**DIRECTIONS:**
a) Echo the passage from the Dagster deployment page between "## Introduction to" and "understanding of data.", inclusive.
b) According to the Dagster deployment page, which two deployment options does Dagster Cloud offer?
c) Pick up the Dagster deployment page at the point where it stops and write what comes next.

---
title: Deploy with Dagster
description: How to deploy a pipeline with Dagster
keywords: [how to, deploy a pipeline, Dagster]
---

# Deploy with Dagster

## Introduction to Dagster

Dagster is an orchestrator designed for developing and maintaining data assets, such as
tables, datasets, machine learning models, and reports. Dagster ensures these processes are
reliable and focuses on using software-defined assets (SDAs) to simplify complex data management,
enhance the ability to reuse code, and provide a better understanding of data.

To read more, please refer to Dagster’s
[documentation.](https://docs.dagster.io/getting-started/quickstart) or see this community member's [article](https://dlthub.com/blog/multi-asset-rest-api-pipelines) for alternative approaches.

### Dagster Cloud features

Dagster Cloud offers an enterprise-level orchestration service with serverless or hybrid deployment
options. It incorporates native branching and built-in CI/CD to prioritize the developer experience.

**COLLECTED DATA:**
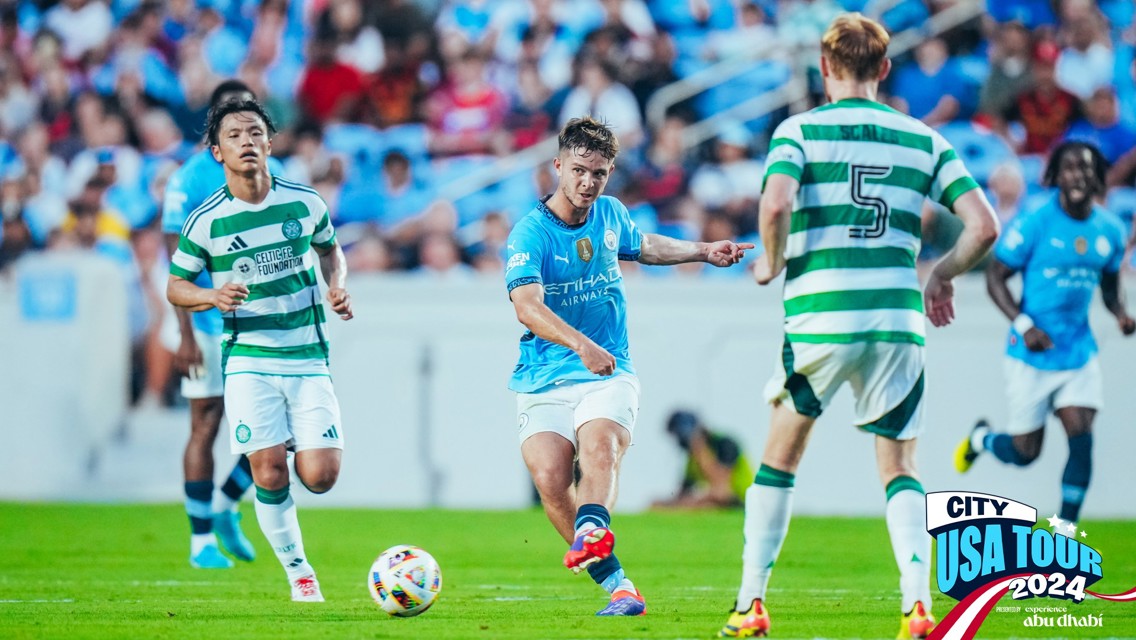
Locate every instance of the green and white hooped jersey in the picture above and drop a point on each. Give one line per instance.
(281, 327)
(865, 171)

**TASK RESULTS:**
a)
## Introduction to Dagster

Dagster is an orchestrator designed for developing and maintaining data assets, such as
tables, datasets, machine learning models, and reports. Dagster ensures these processes are
reliable and focuses on using software-defined assets (SDAs) to simplify complex data management,
enhance the ability to reuse code, and provide a better understanding of data.

b) Serverless or hybrid deployment.

c)
It enables scalable, cost-effective operations without the hassle of infrastructure management.

### Dagster deployment options: **Serverless** versus **Hybrid**

The *serverless* option fully hosts the orchestration engine, while the *hybrid* model offers
flexibility to use your computing resources, with Dagster managing the control plane, reducing
operational overhead and ensuring security.

For more info, please refer to the Dagster Cloud [docs.](https://dagster.io/cloud)

### Using Dagster for free

Dagster offers a 30-day free trial during which you can explore its features, such as pipeline
orchestration, data quality checks, and embedded ELTs. You can try Dagster using its open source or
by signing up for the trial.

## Building data pipelines with `dlt`

**How does `dlt` integrate with Dagster for pipeline orchestration?**

`dlt` integrates with Dagster for pipeline orchestration, providing a streamlined process for
building, enhancing, and managing data pipelines. This enables developers to leverage `dlt`'s
capabilities for handling data extraction and load, and Dagster's orchestration features to efficiently manage and monitor data pipelines.

Dagster supports [native integration with dlt](https://docs.dagster.io/integrations/embedded-elt/dlt),
here is a guide on how this integration works.

### Orchestrating `dlt` pipeline on Dagster

Here's a concise guide to orchestrating a `dlt` pipeline with Dagster, creating a pipeline that ingests GitHub issues data from a repository and loads it into DuckDB.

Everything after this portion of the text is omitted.